▸ **Instructions to follow**: Reproduce the line that holds "Pick out the clay" together with all the lines after it up to the end of the entries.
*-*-*
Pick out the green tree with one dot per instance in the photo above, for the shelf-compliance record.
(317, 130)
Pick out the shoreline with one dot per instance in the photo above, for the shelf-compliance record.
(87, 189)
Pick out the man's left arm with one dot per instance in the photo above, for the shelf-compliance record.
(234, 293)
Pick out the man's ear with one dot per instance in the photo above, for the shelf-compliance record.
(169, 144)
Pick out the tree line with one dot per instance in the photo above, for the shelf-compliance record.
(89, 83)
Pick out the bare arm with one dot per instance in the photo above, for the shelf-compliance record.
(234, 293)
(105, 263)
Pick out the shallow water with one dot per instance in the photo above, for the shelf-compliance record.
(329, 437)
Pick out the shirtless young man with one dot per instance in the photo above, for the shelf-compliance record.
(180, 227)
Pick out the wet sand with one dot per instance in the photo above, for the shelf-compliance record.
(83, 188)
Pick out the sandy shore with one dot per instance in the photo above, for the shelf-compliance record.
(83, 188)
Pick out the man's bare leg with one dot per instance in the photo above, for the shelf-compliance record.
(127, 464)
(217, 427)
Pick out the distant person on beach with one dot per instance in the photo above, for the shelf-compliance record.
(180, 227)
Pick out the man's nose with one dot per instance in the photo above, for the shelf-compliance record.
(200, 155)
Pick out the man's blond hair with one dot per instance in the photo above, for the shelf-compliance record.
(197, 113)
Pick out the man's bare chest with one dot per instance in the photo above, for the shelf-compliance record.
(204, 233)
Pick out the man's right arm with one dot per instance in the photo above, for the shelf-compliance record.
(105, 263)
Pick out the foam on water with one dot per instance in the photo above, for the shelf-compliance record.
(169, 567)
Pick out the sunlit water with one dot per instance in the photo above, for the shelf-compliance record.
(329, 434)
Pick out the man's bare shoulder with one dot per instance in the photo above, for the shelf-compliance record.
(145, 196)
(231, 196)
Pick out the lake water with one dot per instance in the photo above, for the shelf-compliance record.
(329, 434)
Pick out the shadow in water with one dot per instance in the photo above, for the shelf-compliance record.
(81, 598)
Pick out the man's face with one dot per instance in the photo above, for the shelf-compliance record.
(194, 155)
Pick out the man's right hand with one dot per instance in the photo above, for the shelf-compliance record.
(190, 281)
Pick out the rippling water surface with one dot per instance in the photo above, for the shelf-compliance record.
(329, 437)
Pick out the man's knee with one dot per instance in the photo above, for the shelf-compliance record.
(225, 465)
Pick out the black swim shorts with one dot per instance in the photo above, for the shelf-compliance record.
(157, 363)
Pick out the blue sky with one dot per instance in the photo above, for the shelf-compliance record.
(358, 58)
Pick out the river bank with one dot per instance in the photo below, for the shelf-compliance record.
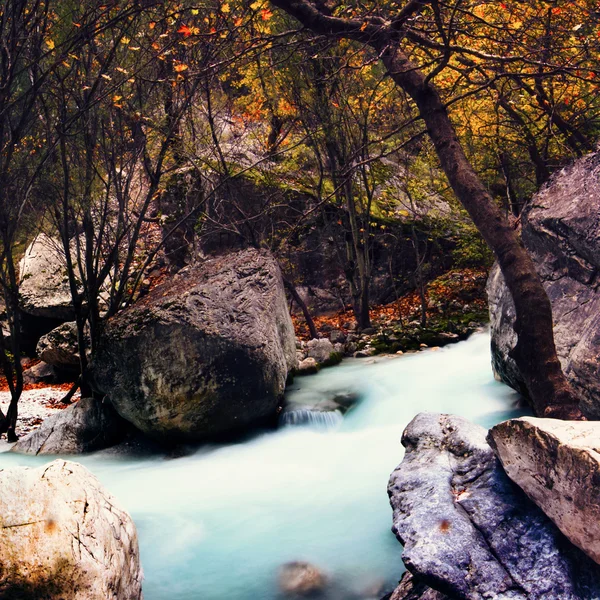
(297, 493)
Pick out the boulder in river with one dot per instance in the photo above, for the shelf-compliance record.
(561, 231)
(557, 463)
(206, 353)
(63, 536)
(86, 426)
(301, 578)
(320, 350)
(468, 531)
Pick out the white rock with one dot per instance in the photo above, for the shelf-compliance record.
(557, 464)
(63, 536)
(319, 349)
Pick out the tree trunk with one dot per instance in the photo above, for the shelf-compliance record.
(291, 288)
(535, 352)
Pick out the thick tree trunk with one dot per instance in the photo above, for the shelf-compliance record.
(535, 352)
(291, 288)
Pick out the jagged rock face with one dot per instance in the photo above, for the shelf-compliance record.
(63, 536)
(557, 463)
(86, 426)
(59, 347)
(561, 230)
(44, 285)
(412, 589)
(468, 531)
(204, 354)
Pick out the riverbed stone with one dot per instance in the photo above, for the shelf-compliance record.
(557, 463)
(206, 353)
(62, 536)
(319, 349)
(410, 588)
(86, 426)
(44, 288)
(301, 578)
(468, 531)
(561, 231)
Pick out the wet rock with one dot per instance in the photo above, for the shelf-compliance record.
(63, 536)
(308, 366)
(59, 348)
(206, 353)
(301, 578)
(319, 349)
(86, 426)
(557, 463)
(468, 531)
(561, 231)
(411, 588)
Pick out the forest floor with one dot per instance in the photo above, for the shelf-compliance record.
(456, 306)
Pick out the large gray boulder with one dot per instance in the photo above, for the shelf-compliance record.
(561, 230)
(86, 426)
(44, 287)
(62, 536)
(557, 463)
(203, 354)
(468, 531)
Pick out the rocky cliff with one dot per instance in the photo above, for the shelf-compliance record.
(561, 230)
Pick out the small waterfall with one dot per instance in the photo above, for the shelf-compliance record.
(314, 418)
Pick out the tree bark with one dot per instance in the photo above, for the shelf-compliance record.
(535, 352)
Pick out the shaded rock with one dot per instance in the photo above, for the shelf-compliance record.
(411, 588)
(468, 531)
(319, 349)
(59, 347)
(63, 536)
(337, 337)
(206, 353)
(44, 285)
(39, 373)
(308, 366)
(86, 426)
(561, 230)
(301, 578)
(557, 464)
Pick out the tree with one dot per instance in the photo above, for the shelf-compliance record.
(535, 352)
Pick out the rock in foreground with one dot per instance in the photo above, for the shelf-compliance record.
(561, 231)
(203, 354)
(62, 537)
(468, 531)
(86, 426)
(557, 463)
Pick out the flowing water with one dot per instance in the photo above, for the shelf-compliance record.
(217, 524)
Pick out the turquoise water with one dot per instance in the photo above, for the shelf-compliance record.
(216, 525)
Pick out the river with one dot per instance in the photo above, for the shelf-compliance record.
(217, 524)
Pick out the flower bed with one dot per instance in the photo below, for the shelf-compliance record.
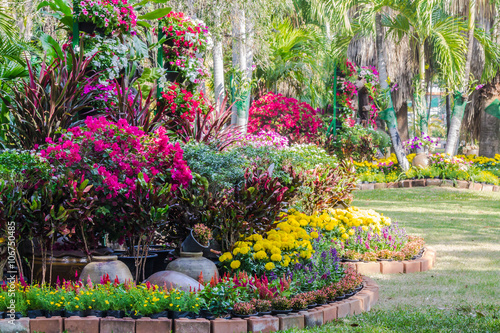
(361, 302)
(441, 166)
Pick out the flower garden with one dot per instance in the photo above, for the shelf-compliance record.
(134, 199)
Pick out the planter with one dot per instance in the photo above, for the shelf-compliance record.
(421, 160)
(65, 267)
(192, 264)
(102, 265)
(190, 244)
(88, 27)
(276, 312)
(244, 316)
(68, 314)
(163, 253)
(163, 314)
(115, 313)
(95, 313)
(130, 262)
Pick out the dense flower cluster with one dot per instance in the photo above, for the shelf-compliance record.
(261, 139)
(288, 243)
(187, 40)
(112, 155)
(183, 103)
(108, 15)
(420, 143)
(287, 116)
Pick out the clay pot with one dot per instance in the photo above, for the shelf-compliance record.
(102, 265)
(192, 264)
(173, 279)
(421, 160)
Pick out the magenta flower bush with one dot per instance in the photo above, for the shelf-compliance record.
(261, 139)
(422, 142)
(112, 155)
(286, 116)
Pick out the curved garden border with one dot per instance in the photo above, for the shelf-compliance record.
(425, 263)
(463, 184)
(361, 302)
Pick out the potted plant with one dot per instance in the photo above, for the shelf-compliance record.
(198, 239)
(281, 305)
(244, 310)
(262, 306)
(106, 17)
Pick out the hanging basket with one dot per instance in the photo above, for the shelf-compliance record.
(88, 27)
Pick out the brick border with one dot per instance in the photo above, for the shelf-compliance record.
*-*-*
▸ **Written answer**:
Pick out the clay pot with one dot per instance in the photo above, for the shelf-compliance record.
(102, 265)
(192, 264)
(173, 279)
(421, 160)
Pick out the magenta flower bush with one dot per instance in the photo above, for the shelf-compliance record.
(261, 139)
(422, 142)
(112, 155)
(286, 116)
Pick out the curved garden border with one dot per instance in the photo above, for the shelf-compliance record.
(425, 263)
(463, 184)
(361, 302)
Pick out the potted plant with one dot per instance in the photo above, for the shelf-compliance record.
(198, 239)
(281, 305)
(244, 310)
(262, 306)
(106, 17)
Pick out the hanging basket with one dot per instance in the photo above, for the shelf-compliance record.
(88, 27)
Pick out the brick border with one dot per instance in the photo above, for the shelf-compliance record.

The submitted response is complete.